Extract the records below word for word and ignore the images.

[[ DATASET RECORDS, beginning ]]

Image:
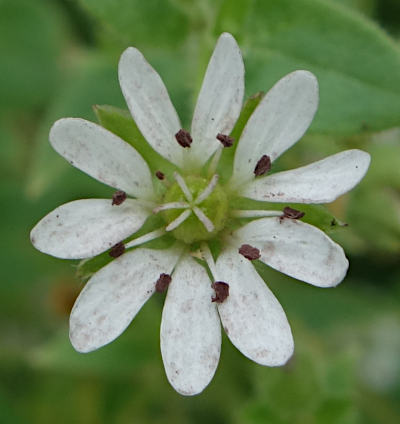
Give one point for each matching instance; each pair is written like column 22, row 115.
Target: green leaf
column 121, row 123
column 137, row 22
column 357, row 64
column 89, row 81
column 30, row 38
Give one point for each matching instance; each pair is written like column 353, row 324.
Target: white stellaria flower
column 196, row 208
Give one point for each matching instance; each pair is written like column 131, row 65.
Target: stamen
column 204, row 219
column 184, row 138
column 249, row 252
column 254, row 214
column 207, row 256
column 215, row 160
column 291, row 213
column 178, row 221
column 117, row 250
column 208, row 190
column 160, row 175
column 183, row 186
column 172, row 205
column 147, row 237
column 163, row 282
column 221, row 291
column 225, row 140
column 263, row 166
column 118, row 197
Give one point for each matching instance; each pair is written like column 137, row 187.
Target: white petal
column 278, row 122
column 251, row 315
column 190, row 329
column 102, row 155
column 320, row 182
column 115, row 294
column 220, row 99
column 296, row 249
column 85, row 228
column 149, row 104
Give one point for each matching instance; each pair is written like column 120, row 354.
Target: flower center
column 205, row 210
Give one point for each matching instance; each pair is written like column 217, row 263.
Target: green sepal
column 120, row 122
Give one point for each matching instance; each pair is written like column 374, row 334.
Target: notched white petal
column 220, row 99
column 85, row 228
column 149, row 104
column 319, row 182
column 190, row 329
column 296, row 249
column 115, row 294
column 281, row 118
column 101, row 154
column 251, row 315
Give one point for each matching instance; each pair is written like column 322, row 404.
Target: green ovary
column 215, row 207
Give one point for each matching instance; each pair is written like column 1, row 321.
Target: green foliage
column 30, row 33
column 54, row 65
column 357, row 65
column 141, row 22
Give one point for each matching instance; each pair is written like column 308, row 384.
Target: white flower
column 195, row 208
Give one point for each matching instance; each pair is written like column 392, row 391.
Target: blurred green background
column 58, row 58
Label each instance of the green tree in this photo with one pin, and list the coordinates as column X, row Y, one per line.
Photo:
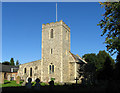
column 6, row 63
column 110, row 25
column 12, row 62
column 17, row 63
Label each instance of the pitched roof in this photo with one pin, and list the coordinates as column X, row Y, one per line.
column 7, row 68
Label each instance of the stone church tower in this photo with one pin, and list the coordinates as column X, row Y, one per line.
column 57, row 61
column 55, row 48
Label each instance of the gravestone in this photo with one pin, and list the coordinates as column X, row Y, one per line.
column 76, row 79
column 1, row 78
column 29, row 84
column 18, row 80
column 37, row 85
column 24, row 78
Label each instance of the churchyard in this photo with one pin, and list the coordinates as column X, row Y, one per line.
column 37, row 86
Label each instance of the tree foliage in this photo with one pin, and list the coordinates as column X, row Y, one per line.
column 6, row 63
column 98, row 66
column 110, row 25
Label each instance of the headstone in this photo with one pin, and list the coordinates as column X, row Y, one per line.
column 29, row 84
column 8, row 78
column 37, row 85
column 51, row 83
column 1, row 78
column 24, row 78
column 76, row 79
column 18, row 80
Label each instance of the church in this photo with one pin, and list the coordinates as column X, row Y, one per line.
column 57, row 62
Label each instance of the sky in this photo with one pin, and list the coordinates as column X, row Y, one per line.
column 22, row 28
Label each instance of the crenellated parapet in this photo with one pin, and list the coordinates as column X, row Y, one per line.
column 53, row 24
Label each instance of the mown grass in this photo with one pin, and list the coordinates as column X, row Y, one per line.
column 13, row 84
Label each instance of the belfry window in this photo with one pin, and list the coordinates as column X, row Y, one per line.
column 31, row 72
column 51, row 69
column 51, row 33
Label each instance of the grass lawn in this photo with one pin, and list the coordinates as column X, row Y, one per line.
column 13, row 84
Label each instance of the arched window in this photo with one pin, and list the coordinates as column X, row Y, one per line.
column 51, row 69
column 24, row 70
column 31, row 72
column 51, row 33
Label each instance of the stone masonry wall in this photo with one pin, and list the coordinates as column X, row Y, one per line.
column 36, row 69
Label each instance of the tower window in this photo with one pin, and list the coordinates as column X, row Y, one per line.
column 31, row 72
column 51, row 69
column 51, row 33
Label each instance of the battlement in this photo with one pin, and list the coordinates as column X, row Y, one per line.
column 53, row 24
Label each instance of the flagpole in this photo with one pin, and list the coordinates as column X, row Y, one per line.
column 56, row 11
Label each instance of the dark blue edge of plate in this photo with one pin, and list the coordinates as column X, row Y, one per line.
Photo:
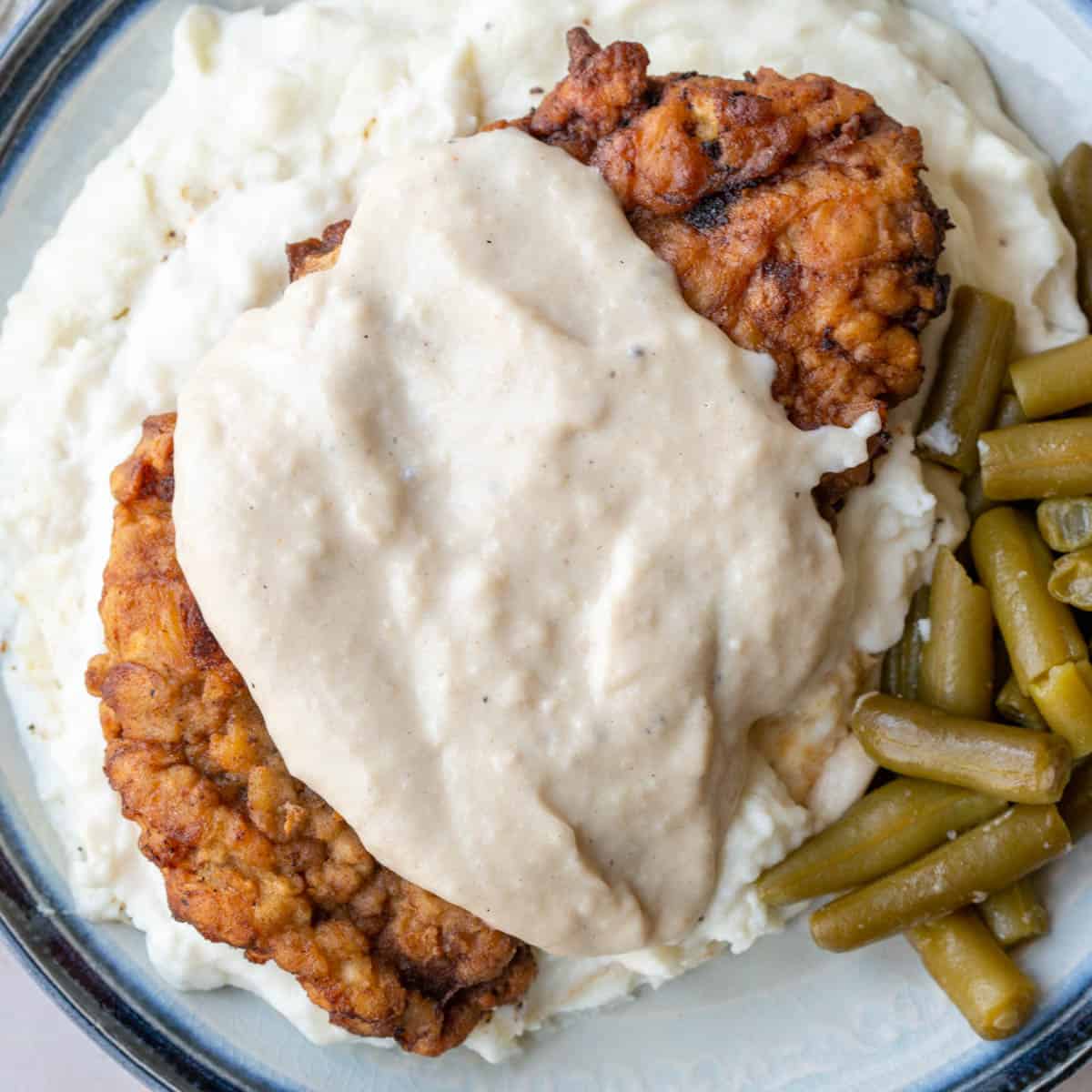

[[ DATASET RECORDS, end ]]

**SOLUTION BELOW**
Image:
Give one point for each matching instance; each pair is written like column 22, row 115.
Target: green leaf
column 121, row 123
column 137, row 22
column 357, row 64
column 89, row 81
column 30, row 38
Give one point for each matching instance; each pair is written like column 353, row 324.
Target: white stellaria flower
column 196, row 208
Give one point for each matching instance; each pair is written like column 131, row 65.
Target: stamen
column 204, row 219
column 184, row 138
column 249, row 252
column 254, row 214
column 207, row 256
column 215, row 160
column 291, row 213
column 178, row 221
column 117, row 250
column 208, row 190
column 160, row 175
column 183, row 186
column 172, row 205
column 147, row 237
column 163, row 282
column 221, row 291
column 225, row 140
column 263, row 166
column 118, row 197
Give one point for each matching instance; each pair is written like column 137, row 187.
Target: white petal
column 278, row 122
column 251, row 315
column 190, row 329
column 102, row 155
column 320, row 182
column 115, row 294
column 220, row 99
column 296, row 249
column 85, row 228
column 149, row 104
Give one point for each matching instance; each pair is written like column 120, row 354.
Target: flower center
column 205, row 210
Give one point for each matching instance; each pair is written like column 217, row 263.
Target: green sepal
column 120, row 122
Give one point for each matching instance; each pair is written like column 374, row 334.
Target: notched white petal
column 220, row 99
column 85, row 228
column 149, row 104
column 319, row 182
column 190, row 329
column 296, row 249
column 115, row 294
column 281, row 118
column 101, row 154
column 251, row 315
Give one point for each matching instance; each pair is written like column 322, row 404.
Target: green ovary
column 215, row 207
Give one point for each matching instance; each pair is written like column 1, row 321.
Target: green foliage
column 30, row 33
column 54, row 65
column 357, row 65
column 141, row 22
Give one point for each matching instance; each pair is written like column 308, row 384.
Target: white flower
column 195, row 208
Give one point for each matching instance; each pair is written like column 392, row 391.
Target: blurred green background
column 58, row 58
Label each instance of the green tree in this photo with one pin, and list the coordinates as column X, row Y, one per line.
Photo:
column 6, row 63
column 110, row 25
column 12, row 62
column 17, row 63
Label each instance of the pitched roof in this photo with one pin, and list the coordinates as column X, row Y, one per line.
column 7, row 68
Label each instance of the stone church tower in this photo with one pin, and list the coordinates as column X, row Y, one per line.
column 57, row 61
column 55, row 48
Label each instance of the gravestone in this photo with one pin, and list the coordinates as column X, row Y, one per line.
column 76, row 79
column 1, row 78
column 29, row 84
column 18, row 80
column 37, row 85
column 24, row 78
Label each instance of the churchyard in this photo with one pin, and list the coordinates as column X, row Y, one per line.
column 37, row 86
Label each instance of the tree foliage in this photo with one pin, and list the coordinates as column X, row Y, one per line.
column 6, row 63
column 98, row 66
column 110, row 25
Label each instance of the headstone in this photo with one pin, and list the coordinates as column X, row Y, one per line.
column 29, row 84
column 8, row 78
column 37, row 85
column 51, row 83
column 1, row 78
column 24, row 78
column 76, row 79
column 18, row 80
Label each instance of the church in this photo with one pin, and list the coordinates as column X, row Y, one per line.
column 57, row 62
Label each instance of the sky in this photo with one pin, and list the coordinates as column X, row Y, one per line.
column 22, row 28
Label each instance of the crenellated parapet in this photo with one pin, and list the coordinates as column X, row Y, one per line.
column 53, row 24
Label each instance of the mown grass in this photo with one pin, and list the coordinates as column X, row Y, one per line.
column 13, row 84
Label each instance of the belfry window in this photo with one pin, and list the coordinates as column X, row Y, one per line.
column 31, row 72
column 51, row 69
column 51, row 33
Label each instance of the grass lawn in this photo with one pin, and list the coordinates as column X, row Y, one per line.
column 13, row 84
Label each instance of the arched window in this photo with one pin, and list the coordinates as column X, row Y, one per line.
column 51, row 69
column 24, row 70
column 31, row 72
column 51, row 33
Label each instance of the stone masonry wall in this photo with one pin, and list the coordinates as column X, row Y, one per line.
column 36, row 69
Label each instance of the tower window in this photo with one pin, and list the coordinates as column X, row Y, one per line.
column 31, row 72
column 51, row 69
column 51, row 33
Label each instance of the battlement in this photo with one pin, and list the coordinates as column X, row Y, one per line.
column 53, row 24
Label each instance of the flagpole in this photo with one pin, and list the coordinates as column X, row Y, one per line.
column 56, row 11
Label each instance of the dark blue edge of plate in this photo with one pin, and list the coordinates as column X, row Y, one per line.
Photo:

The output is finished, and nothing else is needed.